— Start of The input —

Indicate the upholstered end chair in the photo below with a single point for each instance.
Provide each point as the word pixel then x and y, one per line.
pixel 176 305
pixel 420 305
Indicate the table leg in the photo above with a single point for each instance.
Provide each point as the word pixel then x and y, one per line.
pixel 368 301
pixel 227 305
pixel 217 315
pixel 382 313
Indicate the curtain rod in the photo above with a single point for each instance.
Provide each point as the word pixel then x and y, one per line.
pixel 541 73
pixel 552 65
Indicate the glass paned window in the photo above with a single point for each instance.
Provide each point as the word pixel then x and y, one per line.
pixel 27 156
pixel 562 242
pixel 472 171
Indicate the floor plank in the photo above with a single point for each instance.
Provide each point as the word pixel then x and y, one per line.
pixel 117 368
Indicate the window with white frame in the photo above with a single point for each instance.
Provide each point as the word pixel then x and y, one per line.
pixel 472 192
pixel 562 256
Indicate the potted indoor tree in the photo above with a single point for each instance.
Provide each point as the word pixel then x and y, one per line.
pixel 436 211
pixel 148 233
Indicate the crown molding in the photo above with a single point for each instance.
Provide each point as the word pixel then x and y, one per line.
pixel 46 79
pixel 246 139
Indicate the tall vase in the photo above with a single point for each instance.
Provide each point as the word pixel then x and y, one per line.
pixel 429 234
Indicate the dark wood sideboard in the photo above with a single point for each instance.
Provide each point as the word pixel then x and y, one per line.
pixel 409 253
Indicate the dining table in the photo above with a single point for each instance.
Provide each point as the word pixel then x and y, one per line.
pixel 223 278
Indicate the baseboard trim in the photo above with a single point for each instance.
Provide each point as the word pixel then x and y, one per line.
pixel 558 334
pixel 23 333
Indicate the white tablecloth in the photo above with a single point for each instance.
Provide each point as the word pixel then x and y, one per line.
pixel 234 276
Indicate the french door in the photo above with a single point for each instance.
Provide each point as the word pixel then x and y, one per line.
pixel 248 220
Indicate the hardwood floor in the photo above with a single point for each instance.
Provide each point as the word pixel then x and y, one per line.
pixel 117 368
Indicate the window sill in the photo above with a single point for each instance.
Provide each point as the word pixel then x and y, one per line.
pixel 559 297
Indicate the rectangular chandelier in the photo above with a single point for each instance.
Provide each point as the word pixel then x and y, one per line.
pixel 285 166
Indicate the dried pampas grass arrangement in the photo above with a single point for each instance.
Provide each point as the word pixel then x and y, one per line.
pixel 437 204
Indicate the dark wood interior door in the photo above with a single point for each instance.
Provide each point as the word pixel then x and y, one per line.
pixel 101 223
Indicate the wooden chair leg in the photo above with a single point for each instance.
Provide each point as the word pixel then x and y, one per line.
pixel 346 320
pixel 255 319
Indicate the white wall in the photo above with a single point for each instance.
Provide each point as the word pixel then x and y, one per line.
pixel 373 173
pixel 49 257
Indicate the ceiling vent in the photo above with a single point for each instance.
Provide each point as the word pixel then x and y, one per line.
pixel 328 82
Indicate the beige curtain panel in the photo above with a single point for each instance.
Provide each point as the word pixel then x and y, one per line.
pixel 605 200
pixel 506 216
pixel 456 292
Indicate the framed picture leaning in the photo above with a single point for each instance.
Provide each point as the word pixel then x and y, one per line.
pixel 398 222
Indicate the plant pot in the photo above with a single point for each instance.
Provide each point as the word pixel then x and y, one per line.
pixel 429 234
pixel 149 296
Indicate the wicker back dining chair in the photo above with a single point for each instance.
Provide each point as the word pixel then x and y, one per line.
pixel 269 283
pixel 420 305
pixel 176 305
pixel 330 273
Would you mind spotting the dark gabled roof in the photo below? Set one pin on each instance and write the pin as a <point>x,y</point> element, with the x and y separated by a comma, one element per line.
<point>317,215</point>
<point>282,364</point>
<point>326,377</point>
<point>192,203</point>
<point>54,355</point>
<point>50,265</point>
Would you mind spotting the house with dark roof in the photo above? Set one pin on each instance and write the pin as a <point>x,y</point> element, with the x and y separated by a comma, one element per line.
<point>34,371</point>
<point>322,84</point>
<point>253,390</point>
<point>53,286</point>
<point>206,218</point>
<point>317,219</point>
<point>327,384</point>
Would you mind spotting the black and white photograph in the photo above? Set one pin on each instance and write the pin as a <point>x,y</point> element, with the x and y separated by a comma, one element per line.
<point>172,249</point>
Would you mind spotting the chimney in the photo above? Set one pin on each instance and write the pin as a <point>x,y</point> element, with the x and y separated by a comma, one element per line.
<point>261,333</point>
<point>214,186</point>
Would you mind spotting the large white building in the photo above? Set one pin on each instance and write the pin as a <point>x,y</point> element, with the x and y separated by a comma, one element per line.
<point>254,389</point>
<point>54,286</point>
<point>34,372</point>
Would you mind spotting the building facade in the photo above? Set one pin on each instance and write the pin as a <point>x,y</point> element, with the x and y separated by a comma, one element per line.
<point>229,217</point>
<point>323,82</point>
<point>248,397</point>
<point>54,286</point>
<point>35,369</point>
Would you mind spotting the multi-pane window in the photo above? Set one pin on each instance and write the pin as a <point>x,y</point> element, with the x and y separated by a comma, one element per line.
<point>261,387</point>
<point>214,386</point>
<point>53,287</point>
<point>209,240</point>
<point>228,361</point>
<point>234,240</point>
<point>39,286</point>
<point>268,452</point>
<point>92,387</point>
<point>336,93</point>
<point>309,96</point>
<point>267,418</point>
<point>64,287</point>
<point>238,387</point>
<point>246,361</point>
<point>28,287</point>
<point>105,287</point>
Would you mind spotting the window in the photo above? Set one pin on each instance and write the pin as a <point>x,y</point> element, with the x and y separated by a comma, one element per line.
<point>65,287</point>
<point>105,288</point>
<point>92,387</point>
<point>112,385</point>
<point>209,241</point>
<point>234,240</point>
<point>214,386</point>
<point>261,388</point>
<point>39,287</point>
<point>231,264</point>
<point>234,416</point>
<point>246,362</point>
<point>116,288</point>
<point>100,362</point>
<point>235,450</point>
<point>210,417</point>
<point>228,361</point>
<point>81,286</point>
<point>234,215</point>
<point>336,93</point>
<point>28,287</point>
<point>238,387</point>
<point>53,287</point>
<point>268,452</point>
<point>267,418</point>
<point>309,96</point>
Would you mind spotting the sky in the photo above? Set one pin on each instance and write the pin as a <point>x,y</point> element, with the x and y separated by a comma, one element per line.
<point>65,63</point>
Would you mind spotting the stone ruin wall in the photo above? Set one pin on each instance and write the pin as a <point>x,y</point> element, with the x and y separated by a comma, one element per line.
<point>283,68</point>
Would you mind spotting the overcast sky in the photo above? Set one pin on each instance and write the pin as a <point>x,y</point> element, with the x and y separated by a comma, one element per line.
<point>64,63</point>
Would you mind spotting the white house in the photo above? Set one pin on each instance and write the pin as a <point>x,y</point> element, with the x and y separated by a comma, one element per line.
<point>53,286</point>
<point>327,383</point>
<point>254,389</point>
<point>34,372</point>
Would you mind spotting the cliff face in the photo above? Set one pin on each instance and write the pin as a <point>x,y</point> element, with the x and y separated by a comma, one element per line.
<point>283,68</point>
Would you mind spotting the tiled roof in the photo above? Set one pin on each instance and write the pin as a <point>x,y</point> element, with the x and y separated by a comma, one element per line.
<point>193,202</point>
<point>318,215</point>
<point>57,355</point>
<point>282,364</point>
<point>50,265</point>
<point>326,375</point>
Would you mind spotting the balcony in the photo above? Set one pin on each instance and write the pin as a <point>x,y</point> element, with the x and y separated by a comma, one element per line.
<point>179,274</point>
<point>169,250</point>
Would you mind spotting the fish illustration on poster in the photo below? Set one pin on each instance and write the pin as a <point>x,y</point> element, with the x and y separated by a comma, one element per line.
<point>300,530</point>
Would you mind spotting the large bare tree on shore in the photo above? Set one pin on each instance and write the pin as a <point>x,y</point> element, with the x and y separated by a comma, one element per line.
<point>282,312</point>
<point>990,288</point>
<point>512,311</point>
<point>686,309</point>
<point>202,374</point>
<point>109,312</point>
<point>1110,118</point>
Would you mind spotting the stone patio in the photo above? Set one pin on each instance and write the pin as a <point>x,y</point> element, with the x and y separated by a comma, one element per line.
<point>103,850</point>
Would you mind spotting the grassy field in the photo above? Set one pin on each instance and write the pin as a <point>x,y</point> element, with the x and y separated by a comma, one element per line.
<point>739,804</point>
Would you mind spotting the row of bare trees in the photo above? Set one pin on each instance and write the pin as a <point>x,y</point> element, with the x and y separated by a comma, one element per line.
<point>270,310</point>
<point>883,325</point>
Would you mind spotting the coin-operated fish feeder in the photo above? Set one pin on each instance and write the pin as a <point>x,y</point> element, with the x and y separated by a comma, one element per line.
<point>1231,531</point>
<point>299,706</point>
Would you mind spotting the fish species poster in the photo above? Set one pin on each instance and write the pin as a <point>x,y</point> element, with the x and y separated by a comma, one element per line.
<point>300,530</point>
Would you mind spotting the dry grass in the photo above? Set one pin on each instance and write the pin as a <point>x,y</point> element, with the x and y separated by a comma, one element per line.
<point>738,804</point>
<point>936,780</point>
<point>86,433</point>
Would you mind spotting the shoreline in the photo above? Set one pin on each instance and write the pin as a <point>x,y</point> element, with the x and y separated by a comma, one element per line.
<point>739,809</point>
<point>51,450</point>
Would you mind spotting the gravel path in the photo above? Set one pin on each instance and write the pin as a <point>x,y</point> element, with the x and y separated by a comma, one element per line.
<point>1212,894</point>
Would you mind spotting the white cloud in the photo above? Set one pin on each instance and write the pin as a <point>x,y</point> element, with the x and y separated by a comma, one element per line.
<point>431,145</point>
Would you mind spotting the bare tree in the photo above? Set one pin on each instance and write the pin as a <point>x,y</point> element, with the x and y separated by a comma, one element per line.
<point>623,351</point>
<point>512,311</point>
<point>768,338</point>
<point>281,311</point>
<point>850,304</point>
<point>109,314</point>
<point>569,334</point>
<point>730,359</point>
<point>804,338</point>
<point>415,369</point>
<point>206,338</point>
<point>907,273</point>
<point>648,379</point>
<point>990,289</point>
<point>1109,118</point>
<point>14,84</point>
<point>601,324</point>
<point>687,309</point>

— End of The input —

(Task description)
Output the items above as a Markdown table with the columns n and Line, where n is the row number, starting at the line that contains "Would you mind spotting the stone ruin" and ending at the line that contains "<point>169,250</point>". Give only those lines, one per row, and leave out any blank lines.

(Solution)
| n | Line |
|---|---|
| 1 | Would you mind spotting the stone ruin wall in the photo above? Set one pin on each instance and write the pin as a <point>x,y</point> element, with the x and y separated by a comma, one element per line. |
| 2 | <point>283,68</point> |
| 3 | Would you mind spotting the overcast sky in the photo above? Set one pin on each instance and write the pin as a <point>x,y</point> element, with the x and y separated by a comma, one element per line. |
| 4 | <point>64,63</point> |
| 5 | Would you mind spotting the white house in the photo above? Set one pin on each instance and write the pin as a <point>x,y</point> element, with the x and y separated by a comma, one element per line. |
| 6 | <point>53,286</point> |
| 7 | <point>327,383</point> |
| 8 | <point>254,389</point> |
| 9 | <point>34,372</point> |
| 10 | Would you mind spotting the cliff face in the photo above? Set one pin on each instance and write the pin as a <point>x,y</point> element, with the x and y separated by a comma, one element per line. |
| 11 | <point>283,68</point> |
| 12 | Would you mind spotting the tiled roof in the photo above? Set one pin on each instance and write the pin as a <point>x,y</point> element, with the x and y separated by a comma, one element per line. |
| 13 | <point>193,202</point> |
| 14 | <point>318,215</point> |
| 15 | <point>57,355</point> |
| 16 | <point>282,364</point> |
| 17 | <point>50,265</point> |
| 18 | <point>326,375</point> |
| 19 | Would you mind spotting the balcony in the photo above? Set one pin on each instance and write the pin as a <point>x,y</point> element, with the x and y separated by a comma, one element per line. |
| 20 | <point>179,274</point> |
| 21 | <point>169,250</point> |